_The exercise_: Write out the records below word for word, please.

[Position annotation records]

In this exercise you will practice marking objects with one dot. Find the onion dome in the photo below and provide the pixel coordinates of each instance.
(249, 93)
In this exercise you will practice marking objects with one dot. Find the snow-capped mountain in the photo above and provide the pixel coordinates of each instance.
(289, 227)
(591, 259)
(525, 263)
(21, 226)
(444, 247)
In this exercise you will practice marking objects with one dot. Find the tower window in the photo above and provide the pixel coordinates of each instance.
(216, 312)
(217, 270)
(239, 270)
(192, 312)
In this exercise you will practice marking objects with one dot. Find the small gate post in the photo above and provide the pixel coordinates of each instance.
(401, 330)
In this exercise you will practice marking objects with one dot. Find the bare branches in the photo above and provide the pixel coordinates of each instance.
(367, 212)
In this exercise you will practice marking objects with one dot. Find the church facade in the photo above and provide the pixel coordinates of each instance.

_Final result_:
In this exercise you will practice marking objects with one dot. Find the onion dome in the photo below and provide the pixel coordinates of each instance.
(249, 93)
In this exercise you will practice marking objects with one dot. Find the snow-capped mountain in the photo above and provide the pixel coordinates of each instance.
(289, 227)
(591, 259)
(525, 263)
(21, 226)
(444, 247)
In this exercise you will practice marking objects with one dot. Find the tower window in the photo above and provide the pixel coordinates of each instance.
(216, 312)
(217, 270)
(239, 270)
(192, 312)
In this exercise you will practice marking objects with one dot. Find the small gate post in the photo above and provide the pixel coordinates of each instance.
(401, 330)
In this exercise you will practice marking objects with one dot. Find the bare branches in the photo above and provide the pixel coordinates of each instance.
(367, 212)
In this exercise you will practice marking objects with one dot. Find the church facade in the photo above and provide the pixel coordinates of each instance.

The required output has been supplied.